## SUPPLIED INFORMATION
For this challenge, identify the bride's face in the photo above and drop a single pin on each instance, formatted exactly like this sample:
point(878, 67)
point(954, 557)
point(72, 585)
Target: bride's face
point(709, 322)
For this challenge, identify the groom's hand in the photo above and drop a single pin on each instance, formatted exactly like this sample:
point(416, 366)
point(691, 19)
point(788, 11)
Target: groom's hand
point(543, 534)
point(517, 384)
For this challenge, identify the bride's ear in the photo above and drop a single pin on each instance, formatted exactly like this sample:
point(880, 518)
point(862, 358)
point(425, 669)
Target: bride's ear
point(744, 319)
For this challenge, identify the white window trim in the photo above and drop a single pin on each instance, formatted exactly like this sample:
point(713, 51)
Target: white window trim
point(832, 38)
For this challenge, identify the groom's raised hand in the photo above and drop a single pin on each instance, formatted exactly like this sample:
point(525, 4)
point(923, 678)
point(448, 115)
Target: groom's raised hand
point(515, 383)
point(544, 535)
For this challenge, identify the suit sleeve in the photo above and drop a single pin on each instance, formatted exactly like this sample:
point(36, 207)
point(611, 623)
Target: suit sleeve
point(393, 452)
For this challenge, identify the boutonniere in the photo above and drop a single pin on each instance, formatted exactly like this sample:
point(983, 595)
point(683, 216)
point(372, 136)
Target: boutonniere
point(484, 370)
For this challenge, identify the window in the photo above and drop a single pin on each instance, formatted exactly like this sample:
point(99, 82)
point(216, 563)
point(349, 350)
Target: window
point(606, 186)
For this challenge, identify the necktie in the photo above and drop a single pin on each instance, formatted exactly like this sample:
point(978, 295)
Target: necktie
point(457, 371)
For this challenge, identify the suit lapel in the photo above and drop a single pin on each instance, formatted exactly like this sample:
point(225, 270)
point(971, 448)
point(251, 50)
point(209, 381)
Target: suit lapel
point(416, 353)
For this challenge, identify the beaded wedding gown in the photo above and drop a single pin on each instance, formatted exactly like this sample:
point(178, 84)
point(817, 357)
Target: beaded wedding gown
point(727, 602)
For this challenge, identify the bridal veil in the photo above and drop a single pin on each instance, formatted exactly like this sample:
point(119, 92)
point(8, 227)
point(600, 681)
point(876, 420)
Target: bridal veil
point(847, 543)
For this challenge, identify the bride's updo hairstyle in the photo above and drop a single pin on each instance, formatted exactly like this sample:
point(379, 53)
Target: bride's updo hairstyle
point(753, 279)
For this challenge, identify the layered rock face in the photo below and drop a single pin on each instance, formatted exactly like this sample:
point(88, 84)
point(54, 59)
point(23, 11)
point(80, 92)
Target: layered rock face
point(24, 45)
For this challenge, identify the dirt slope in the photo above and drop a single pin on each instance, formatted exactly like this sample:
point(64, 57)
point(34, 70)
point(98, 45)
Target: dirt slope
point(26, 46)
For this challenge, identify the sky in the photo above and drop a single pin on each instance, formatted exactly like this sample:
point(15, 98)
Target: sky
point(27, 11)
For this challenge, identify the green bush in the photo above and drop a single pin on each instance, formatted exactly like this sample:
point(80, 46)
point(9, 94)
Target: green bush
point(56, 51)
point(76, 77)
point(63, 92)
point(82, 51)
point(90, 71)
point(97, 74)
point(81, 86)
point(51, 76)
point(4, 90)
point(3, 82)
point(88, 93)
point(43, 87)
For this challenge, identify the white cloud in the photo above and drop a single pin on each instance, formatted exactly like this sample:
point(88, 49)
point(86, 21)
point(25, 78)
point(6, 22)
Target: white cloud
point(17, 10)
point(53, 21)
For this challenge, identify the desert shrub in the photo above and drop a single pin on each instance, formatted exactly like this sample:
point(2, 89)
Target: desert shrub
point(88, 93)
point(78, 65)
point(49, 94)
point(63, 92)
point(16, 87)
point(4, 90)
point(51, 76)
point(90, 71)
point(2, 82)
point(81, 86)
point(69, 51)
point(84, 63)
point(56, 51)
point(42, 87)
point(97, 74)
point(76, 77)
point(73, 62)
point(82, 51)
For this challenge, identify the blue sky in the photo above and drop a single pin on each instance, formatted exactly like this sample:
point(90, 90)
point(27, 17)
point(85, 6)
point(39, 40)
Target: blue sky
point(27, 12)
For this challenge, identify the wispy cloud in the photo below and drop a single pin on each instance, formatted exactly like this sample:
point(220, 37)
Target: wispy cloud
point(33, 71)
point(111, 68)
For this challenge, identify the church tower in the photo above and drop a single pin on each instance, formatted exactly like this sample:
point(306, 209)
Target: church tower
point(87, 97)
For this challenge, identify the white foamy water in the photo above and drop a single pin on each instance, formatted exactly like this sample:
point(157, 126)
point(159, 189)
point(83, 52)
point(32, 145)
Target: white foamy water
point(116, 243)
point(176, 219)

## TASK OBJECTIVE
Beginning with the opening line and ending with the final one, transcribe the material exactly.

## SOLUTION
For this challenge, identify the bride's face in the photo above and drop a single pin on each instance, formatted exactly like this sample:
point(878, 67)
point(954, 557)
point(72, 585)
Target: bride's face
point(709, 322)
For this challenge, identify the groom's hand in the photo above and drop a single pin on each instance, formatted exactly like this sample:
point(416, 366)
point(691, 19)
point(788, 11)
Target: groom's hand
point(543, 534)
point(517, 384)
For this challenge, identify the bride's ear in the photo above and drop a single pin on each instance, formatted exactly like this sample:
point(880, 518)
point(862, 358)
point(425, 669)
Target: bride's ear
point(744, 319)
For this challenge, identify the white window trim in the photo above and drop a single pin on each instance, formatted exactly like this sample:
point(713, 51)
Target: white window trim
point(832, 38)
For this challenge, identify the groom's raised hand in the photo above and drop a single pin on each instance, formatted exactly like this sample:
point(525, 4)
point(923, 678)
point(448, 115)
Target: groom's raised hand
point(515, 383)
point(544, 535)
For this challenge, identify the suit sleeve in the photo above and drop a single pin on each instance, formatted exactly like this sample:
point(36, 207)
point(611, 623)
Target: suit sleeve
point(393, 452)
For this challenge, identify the boutonniere in the photo above and drop a single pin on each instance, formatted exactly like this sample:
point(983, 595)
point(683, 216)
point(372, 136)
Target: boutonniere
point(484, 370)
For this challenge, identify the window in the photo above and drop a single pin on each instance, formatted exactly like this sample:
point(99, 82)
point(216, 563)
point(349, 350)
Target: window
point(606, 186)
For this challenge, identify the necktie in the photo above and drop a single pin on each instance, formatted exactly like this sample:
point(978, 295)
Target: necktie
point(457, 371)
For this challenge, identify the suit lapel in the photo above and drop a single pin on each instance, formatted exactly like this sample:
point(225, 270)
point(971, 448)
point(251, 50)
point(209, 381)
Target: suit lapel
point(416, 353)
For this challenge, identify the beaded wedding gown in the photo above and drop a single pin on each instance, formatted exactly like this sample:
point(178, 84)
point(817, 357)
Target: beaded wedding gown
point(727, 602)
For this challenge, identify the bridal veil in the photo above and drop a single pin on each instance, formatted exactly like this sample:
point(119, 92)
point(8, 227)
point(600, 681)
point(876, 420)
Target: bridal veil
point(847, 543)
For this challenge, identify the bride's updo hairstyle in the photo above and drop a single pin on each instance, formatted exactly like this sample:
point(379, 53)
Target: bride's updo hairstyle
point(753, 279)
For this challenge, identify the layered rock face in the photo below and drop a single pin on each instance, formatted exactly like this sample:
point(88, 84)
point(54, 59)
point(23, 11)
point(80, 92)
Target: layered rock face
point(24, 45)
For this challenge, identify the dirt slope in the photo above and drop a single pin on each instance, formatted exactly like this sample:
point(64, 57)
point(34, 70)
point(98, 45)
Target: dirt slope
point(26, 46)
For this challenge, identify the sky in the photo above and drop a single pin on each instance, formatted exactly like this sample:
point(15, 98)
Target: sky
point(27, 11)
For this challenge, identify the green bush in the photo above and drop a single pin on each instance, formatted exactly like this sample:
point(80, 46)
point(9, 94)
Target: green bush
point(56, 51)
point(76, 77)
point(63, 92)
point(82, 51)
point(90, 71)
point(97, 74)
point(81, 86)
point(51, 76)
point(4, 90)
point(3, 82)
point(88, 93)
point(43, 87)
For this challenge, identify the white cloud in the photo above and drop a single pin on each instance, formatted exactly like this sample:
point(88, 49)
point(86, 21)
point(25, 78)
point(6, 22)
Target: white cloud
point(17, 10)
point(53, 21)
For this challenge, identify the desert shrub in the photo above and drop a single pin on each instance, formatted exactly like this sample:
point(2, 89)
Target: desert shrub
point(88, 93)
point(78, 65)
point(49, 94)
point(63, 92)
point(16, 87)
point(4, 90)
point(51, 76)
point(90, 71)
point(2, 82)
point(81, 86)
point(69, 51)
point(84, 63)
point(56, 51)
point(42, 87)
point(97, 74)
point(76, 77)
point(73, 62)
point(82, 51)
For this challenge, identify the blue sky in the photo above and drop a single pin on each instance, formatted exactly like this sample:
point(90, 90)
point(27, 17)
point(85, 6)
point(39, 40)
Target: blue sky
point(27, 12)
For this challenge, identify the wispy cloud in the photo below and drop a single pin on each instance, formatted exactly like this sample:
point(220, 37)
Target: wispy cloud
point(33, 71)
point(111, 68)
For this challenge, identify the church tower in the photo above and drop a single pin on each instance, formatted exactly like this sample:
point(306, 209)
Target: church tower
point(87, 97)
For this challenge, identify the white foamy water in the photo above and drop a single pin on each instance, formatted exactly like this sample:
point(157, 126)
point(159, 189)
point(83, 52)
point(32, 145)
Target: white foamy water
point(116, 243)
point(176, 219)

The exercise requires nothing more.